(SELECTION):
· · · · · · ·

In a dynamic market scenario, refiners are looking to optimize their core operations and most say that digital technologies will be the key enabler to capture value. While refiners have been leveraging and utilizing digital technologies for years, the scope and potential for digital technologies across the downstream value chain is evolving. The question is now quickly changing from “can refiners afford to” to “can they afford not to?”.

Although the potential opportunities for digital are well known within the refining space, most companies continue to struggle with implementing initiatives at scale and therefore achieving the expected value from their investments. We are seeing digital maturity compressing with a drop of almost 3% in the refiners categorizing themselves as mature to semi mature.

· · · · · · ·

(DATA BLOCK):
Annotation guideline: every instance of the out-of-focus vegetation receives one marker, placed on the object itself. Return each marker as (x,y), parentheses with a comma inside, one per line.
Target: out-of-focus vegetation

· · · · · · ·

(WHAT IS ASKED): List every word in the passage on digital technologies in refining that begins with a capital letter.

(WRITTEN ANSWER): In, While, The, Although, We